▶ Instructions to follow:
Please answer these questions from the text on subscription services, one a line:
1. Which company aims to be the Netflix of sports?
2. What monthly fee does Surf Air charge its members?
3. In what year did Motor Trend launch Motor Trend on Demand?

▶ Quoted passage:
------------------------------

The one genre missing from the universe of SVOD is sports. The UK-based company DAZN (“Da Zone”) is positioning itself to be the Netflix of sports. It is currently hosting over 8,000 sporting events a year for a monthly subscription of $20 and is starting to win sports-rights away from major cable networks like Sky Sports.
Vehicle subscription has arrived. This is not the same as leasing, which ties you to a particular vehicle. With a car subscription, you get access to a range of vehicles from the same company; plus, you don’t have to deal with annoying things like registration, insurance, and maintenance. You can get a subscription to Hyundai’s new hybrid car, Ioniq, for $275 a month; Porsche’s new Passport service gives you access to half a dozen car models; and Cadillac, Ford, and Volvo are starting subscription services.
Car companies are reacting not just to the sea change in customer preferences for services, but also to the challenge of Uber. In many ways Uber is already like a subscription service—it has your ID, payment information, and a history of your preferences—and in some cities it is testing a flat-rate monthly subscription service that includes bundles of reduced-rate trips with no surge pricing.
America’s big automakers have some definite advantages when it comes to the next stage of personal transportation, and they already understand that in the future they’ll be doing less individual vehicle sales and more fleet management. They have the distribution, with vast dealer networks; they already have a huge scale of operations, which will be hard for anyone else to beat; and, they have massive financial resources.
Similar changes are happening in the airline industry. Surf Air gives members access to limitless flights for a flat monthly fee of $2,000. The subscription model gives the company predictive revenue, something that no commercial airline enjoys.
This new competition in the transportation industry is not just vertical—airlines competing with airlines, car companies with car companies—it’s increasingly horizontal—light rail competing with rideshares and with budget airlines. France’s state-owned railway, SNCF, realized it needed to compete with all these other modes of transportation to stay viable, so it launched a subscription service targeted at young adults, giving them unlimited rides for a flat monthly fee and using new software services to make sign-up easy. The result was astonishing—the company hit its annual growth target within a couple of months.
Spreading the news
In 2008 The New Yorker declared that “newspapers are dying.” But, the news industry is not dying, it’s transforming. More than 169 million US adults read newspapers every month, in either print, mobile, or phone-format—that’s almost-70% of the adult population.
Readers and publishers are embracing the paid subscription model for news, rather than the old ad-based business model. People don’t like advertising in general; digital ads don’t make sense from a business point of view; and ads risk turning content providers into clickbait factories. With an increasing number of customers comfortable with the subscription model thanks to services like Netflix and Spotify, people are also more likely to pay for online news content.
Take Motor Trend magazine, which first appeared in 1949. In 2016 the company launched a subscription streaming platform called Motor Trend on Demand, which gives access to hundreds of hours of exclusive content. Today, less than half of Motor Trend’s revenues come from its print edition and the company anticipates that recurring subscription revenues will soon account for 20% of its overall revenue.

------------------------------

▶ Data for analysis:
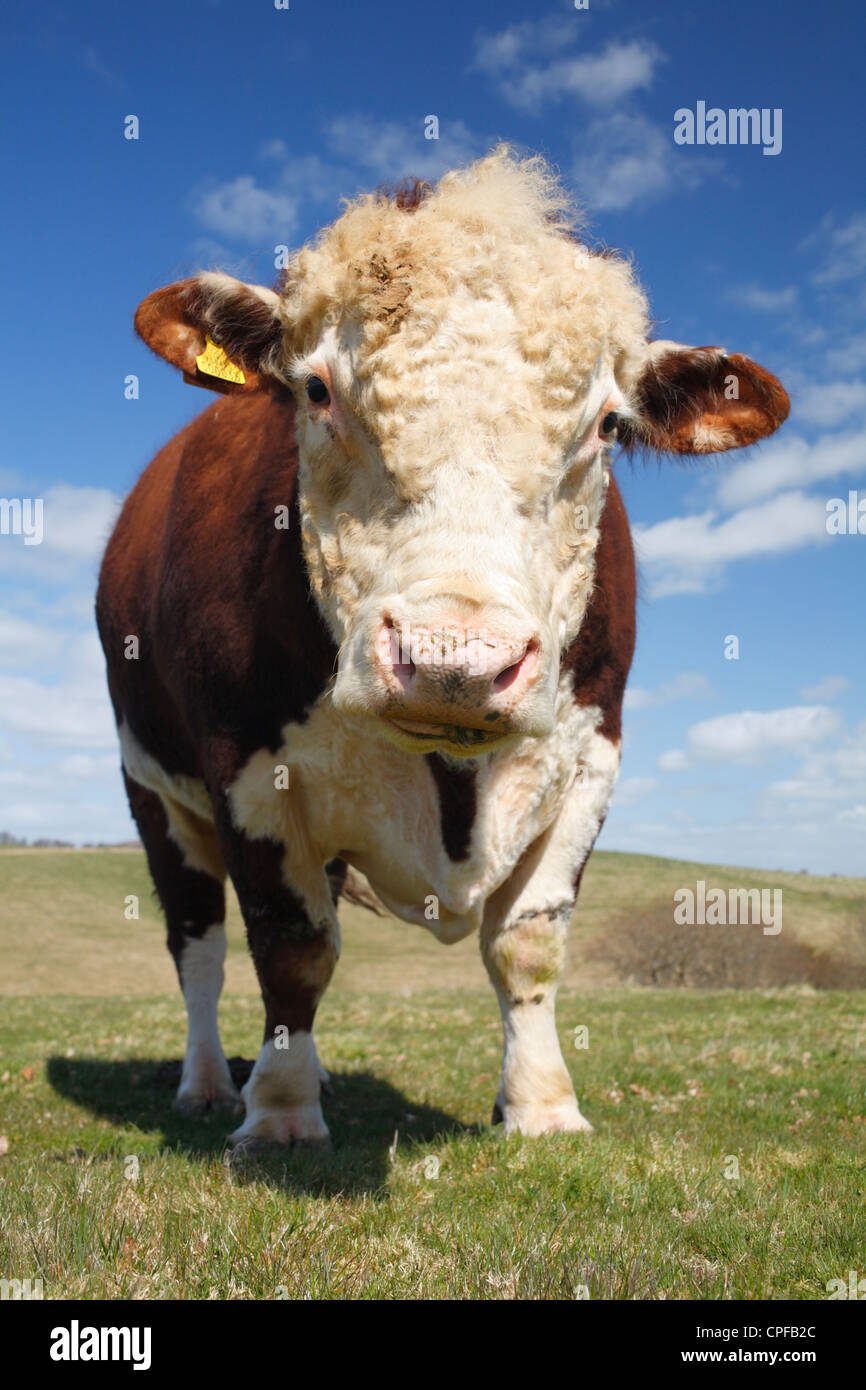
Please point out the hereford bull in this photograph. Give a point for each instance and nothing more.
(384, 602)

------------------------------

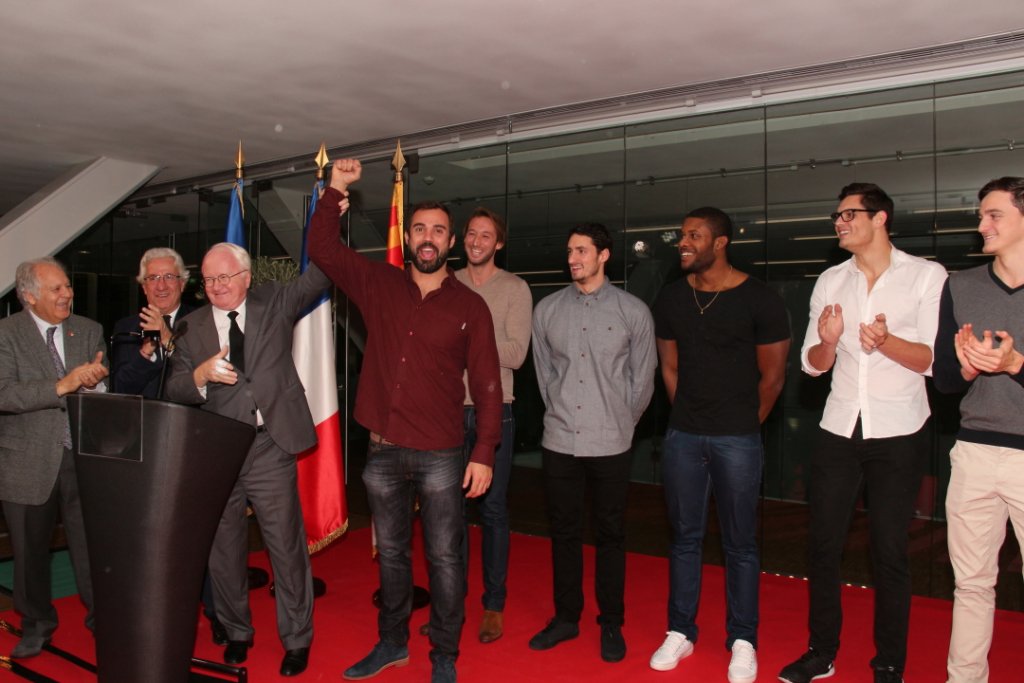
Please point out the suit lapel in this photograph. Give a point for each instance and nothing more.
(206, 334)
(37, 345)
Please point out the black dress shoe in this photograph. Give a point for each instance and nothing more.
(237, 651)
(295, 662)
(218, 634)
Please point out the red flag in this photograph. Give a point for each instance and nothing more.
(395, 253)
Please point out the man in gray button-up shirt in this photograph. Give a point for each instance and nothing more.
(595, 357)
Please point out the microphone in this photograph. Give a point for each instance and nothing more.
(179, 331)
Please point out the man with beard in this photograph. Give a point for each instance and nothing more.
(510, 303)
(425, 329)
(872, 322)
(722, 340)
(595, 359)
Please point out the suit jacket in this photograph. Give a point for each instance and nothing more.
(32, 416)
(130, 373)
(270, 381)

------------------------------

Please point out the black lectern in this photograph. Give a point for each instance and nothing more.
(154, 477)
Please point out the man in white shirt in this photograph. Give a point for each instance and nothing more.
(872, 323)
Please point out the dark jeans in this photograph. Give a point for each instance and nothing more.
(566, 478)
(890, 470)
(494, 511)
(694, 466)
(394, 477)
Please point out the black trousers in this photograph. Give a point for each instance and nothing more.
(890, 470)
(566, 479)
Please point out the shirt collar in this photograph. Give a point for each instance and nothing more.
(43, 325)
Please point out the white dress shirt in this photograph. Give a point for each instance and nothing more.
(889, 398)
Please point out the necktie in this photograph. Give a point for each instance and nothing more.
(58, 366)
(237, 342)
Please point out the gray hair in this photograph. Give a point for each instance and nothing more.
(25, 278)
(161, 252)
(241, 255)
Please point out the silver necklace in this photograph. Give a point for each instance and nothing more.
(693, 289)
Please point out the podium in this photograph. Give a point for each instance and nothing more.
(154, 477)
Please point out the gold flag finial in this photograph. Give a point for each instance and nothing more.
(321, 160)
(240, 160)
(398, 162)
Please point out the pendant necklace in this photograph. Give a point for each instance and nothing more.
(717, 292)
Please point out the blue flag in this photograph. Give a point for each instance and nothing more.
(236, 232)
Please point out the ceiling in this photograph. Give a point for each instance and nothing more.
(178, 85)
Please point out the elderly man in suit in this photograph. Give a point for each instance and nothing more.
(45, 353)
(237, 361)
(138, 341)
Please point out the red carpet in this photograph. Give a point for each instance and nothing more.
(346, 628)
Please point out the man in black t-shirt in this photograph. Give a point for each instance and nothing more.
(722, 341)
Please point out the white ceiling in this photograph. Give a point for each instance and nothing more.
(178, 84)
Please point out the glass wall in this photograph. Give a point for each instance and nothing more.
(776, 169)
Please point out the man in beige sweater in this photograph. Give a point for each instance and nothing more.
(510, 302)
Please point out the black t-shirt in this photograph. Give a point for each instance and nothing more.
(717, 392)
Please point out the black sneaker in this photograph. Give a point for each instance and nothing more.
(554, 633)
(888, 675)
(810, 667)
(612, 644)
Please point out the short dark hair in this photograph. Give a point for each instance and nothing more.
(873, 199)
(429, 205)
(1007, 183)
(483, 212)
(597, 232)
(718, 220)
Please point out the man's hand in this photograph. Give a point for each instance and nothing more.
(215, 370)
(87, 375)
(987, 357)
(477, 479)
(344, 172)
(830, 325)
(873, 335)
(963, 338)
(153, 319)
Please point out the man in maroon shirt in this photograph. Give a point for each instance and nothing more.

------------------------------

▶ Task response:
1. DAZN
2. $2,000
3. 2016